Stored records:
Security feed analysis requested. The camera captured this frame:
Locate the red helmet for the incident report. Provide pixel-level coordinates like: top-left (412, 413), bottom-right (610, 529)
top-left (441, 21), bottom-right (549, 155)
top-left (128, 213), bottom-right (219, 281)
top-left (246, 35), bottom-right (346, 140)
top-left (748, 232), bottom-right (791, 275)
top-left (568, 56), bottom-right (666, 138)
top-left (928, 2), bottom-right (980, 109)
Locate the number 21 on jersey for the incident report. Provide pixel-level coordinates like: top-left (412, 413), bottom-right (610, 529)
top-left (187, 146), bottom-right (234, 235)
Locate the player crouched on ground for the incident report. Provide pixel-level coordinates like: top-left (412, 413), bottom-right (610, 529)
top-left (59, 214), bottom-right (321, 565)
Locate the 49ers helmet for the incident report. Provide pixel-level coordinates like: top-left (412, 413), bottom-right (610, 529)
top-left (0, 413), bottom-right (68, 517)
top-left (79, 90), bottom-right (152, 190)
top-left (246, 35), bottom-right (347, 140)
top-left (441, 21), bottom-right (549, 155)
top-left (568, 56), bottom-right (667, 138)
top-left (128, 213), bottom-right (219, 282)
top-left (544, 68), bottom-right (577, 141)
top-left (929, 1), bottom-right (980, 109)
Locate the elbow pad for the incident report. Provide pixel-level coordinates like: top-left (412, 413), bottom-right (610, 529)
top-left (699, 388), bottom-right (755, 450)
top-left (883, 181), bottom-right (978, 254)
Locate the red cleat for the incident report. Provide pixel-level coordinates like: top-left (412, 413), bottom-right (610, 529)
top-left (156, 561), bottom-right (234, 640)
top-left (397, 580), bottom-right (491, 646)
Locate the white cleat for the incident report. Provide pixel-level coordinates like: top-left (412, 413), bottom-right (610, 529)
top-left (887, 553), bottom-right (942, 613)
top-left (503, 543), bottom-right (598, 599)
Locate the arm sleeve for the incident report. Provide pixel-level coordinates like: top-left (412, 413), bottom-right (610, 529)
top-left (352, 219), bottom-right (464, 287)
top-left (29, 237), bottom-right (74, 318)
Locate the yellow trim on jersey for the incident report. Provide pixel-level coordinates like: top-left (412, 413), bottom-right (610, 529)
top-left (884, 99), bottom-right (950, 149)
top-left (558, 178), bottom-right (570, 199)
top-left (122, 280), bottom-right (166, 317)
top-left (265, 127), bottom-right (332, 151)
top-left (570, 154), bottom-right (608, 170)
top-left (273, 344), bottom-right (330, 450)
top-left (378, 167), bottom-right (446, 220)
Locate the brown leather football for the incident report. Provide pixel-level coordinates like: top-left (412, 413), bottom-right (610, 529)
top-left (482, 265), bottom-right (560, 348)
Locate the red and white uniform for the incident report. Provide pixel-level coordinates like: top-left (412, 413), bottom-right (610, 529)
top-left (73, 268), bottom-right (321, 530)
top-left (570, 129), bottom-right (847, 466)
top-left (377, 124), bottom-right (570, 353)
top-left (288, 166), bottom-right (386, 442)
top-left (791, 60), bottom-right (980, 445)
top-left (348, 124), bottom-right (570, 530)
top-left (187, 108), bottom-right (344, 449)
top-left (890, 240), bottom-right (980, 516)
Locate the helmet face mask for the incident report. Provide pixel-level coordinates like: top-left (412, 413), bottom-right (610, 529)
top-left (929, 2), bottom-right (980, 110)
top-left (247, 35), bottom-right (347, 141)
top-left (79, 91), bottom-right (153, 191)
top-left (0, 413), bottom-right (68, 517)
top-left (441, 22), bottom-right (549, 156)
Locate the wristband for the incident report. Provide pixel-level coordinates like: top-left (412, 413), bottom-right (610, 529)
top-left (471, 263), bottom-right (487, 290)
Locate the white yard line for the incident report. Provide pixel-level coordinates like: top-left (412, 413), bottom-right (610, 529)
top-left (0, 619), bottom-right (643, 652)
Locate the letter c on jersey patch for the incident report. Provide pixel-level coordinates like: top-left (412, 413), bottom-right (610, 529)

▸ **About this task**
Copy, without any change, the lines above from the one containing "Locate the brown" to the end, both ends included. Add nothing else.

▸ **Response below**
Locate the brown leather football for the incident report. Provide pixel-level coordinates like: top-left (412, 413), bottom-right (610, 529)
top-left (482, 265), bottom-right (560, 348)
Locate the red and white uniform for the incident report. Provide pixel-level coordinates like: top-left (412, 413), bottom-right (610, 529)
top-left (73, 268), bottom-right (321, 530)
top-left (570, 129), bottom-right (847, 466)
top-left (377, 124), bottom-right (570, 353)
top-left (288, 166), bottom-right (386, 442)
top-left (791, 60), bottom-right (980, 445)
top-left (348, 124), bottom-right (570, 530)
top-left (187, 108), bottom-right (344, 449)
top-left (890, 240), bottom-right (980, 516)
Locate the helmet face mask for the incident report. Provide pixel-level coordinates like: top-left (412, 413), bottom-right (610, 529)
top-left (929, 2), bottom-right (980, 110)
top-left (247, 35), bottom-right (347, 141)
top-left (79, 91), bottom-right (153, 191)
top-left (0, 413), bottom-right (68, 517)
top-left (441, 22), bottom-right (549, 156)
Locate the wristband for the incident report. Provide pixel-level coordinates like: top-left (412, 413), bottom-right (610, 529)
top-left (471, 263), bottom-right (487, 290)
Locate the white yard line for the incident report. Provide pixel-level coordinates like: top-left (412, 413), bottom-right (610, 529)
top-left (0, 619), bottom-right (643, 652)
Locate the letter c on jersey patch for the incident report. Provide pixel-level coordinates like: top-left (412, 413), bottom-right (610, 529)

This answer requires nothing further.